__SOURCE EXTRACT__

Introducing... Ánnámáret | Songlines
Wednesday, June 16, 2021

Introducing... Ánnámáret

By Simon Broughton

The Sámi singer and educator speaks to Simon Broughton about her latest release and the importance of breathing new life into the joik tradition

Ánnámáret 1 Photo Credits Karoliina Juhola

Ánnámáret (photo: Karoliina Juhola)

Sámi singer Ánnámáret was born Anna Näkkäläjärvi-Länsman to a Sámi father and Finnish mother and lives as far north as you can go in Finland, in the village of Utsjoki, right on the Norwegian border. She comes from a reindeer-herding family and her husband is still involved in that business. Her solo album Nieguid Duovdagat (Dreamscapes) reveals her as one of the important figures treading that difficult line between tradition and modernity.

It’s the traditional song form joik that’s at the heart of Sámi music and on this album she’s inspired by the joiks of her grandfather and other family relatives. Sometimes they have lyrics, sometimes just sounds. It means that her voice, rather than a means of lyrical conveyance, serves as an instrumental texture much of the time. “Discovering your own family’s joiks helps to understand the whole Sámi worldview,” she explains. “I remember my grandfather, but I’ve only heard his joiking in the archives. I learn the joiks and I learn the style and then create my own joiks with the knowledge that I’ve got from listening to them. But I don’t quote them because joiks are too intimate and too personal to take to the stage.”

__EXERCISE GOAL__
Reproduce the Ánnámáret article above in full, word for word. The records have nothing to do with the Ánnámáret article.

__SUPPLIED DATA__

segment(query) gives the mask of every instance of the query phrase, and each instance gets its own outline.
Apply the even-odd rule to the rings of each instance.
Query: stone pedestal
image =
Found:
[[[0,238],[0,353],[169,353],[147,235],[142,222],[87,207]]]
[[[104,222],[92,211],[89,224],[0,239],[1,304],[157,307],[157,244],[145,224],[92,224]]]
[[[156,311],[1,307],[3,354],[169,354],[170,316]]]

__ANSWER IN FULL__
Introducing... Ánnámáret | Songlines
Wednesday, June 16, 2021

Introducing... Ánnámáret

By Simon Broughton

The Sámi singer and educator speaks to Simon Broughton about her latest release and the importance of breathing new life into the joik tradition

Ánnámáret 1 Photo Credits Karoliina Juhola

Ánnámáret (photo: Karoliina Juhola)

Sámi singer Ánnámáret was born Anna Näkkäläjärvi-Länsman to a Sámi father and Finnish mother and lives as far north as you can go in Finland, in the village of Utsjoki, right on the Norwegian border. She comes from a reindeer-herding family and her husband is still involved in that business. Her solo album Nieguid Duovdagat (Dreamscapes) reveals her as one of the important figures treading that difficult line between tradition and modernity.

It’s the traditional song form joik that’s at the heart of Sámi music and on this album she’s inspired by the joiks of her grandfather and other family relatives. Sometimes they have lyrics, sometimes just sounds. It means that her voice, rather than a means of lyrical conveyance, serves as an instrumental texture much of the time. “Discovering your own family’s joiks helps to understand the whole Sámi worldview,” she explains. “I remember my grandfather, but I’ve only heard his joiking in the archives. I learn the joiks and I learn the style and then create my own joiks with the knowledge that I’ve got from listening to them. But I don’t quote them because joiks are too intimate and too personal to take to the stage.”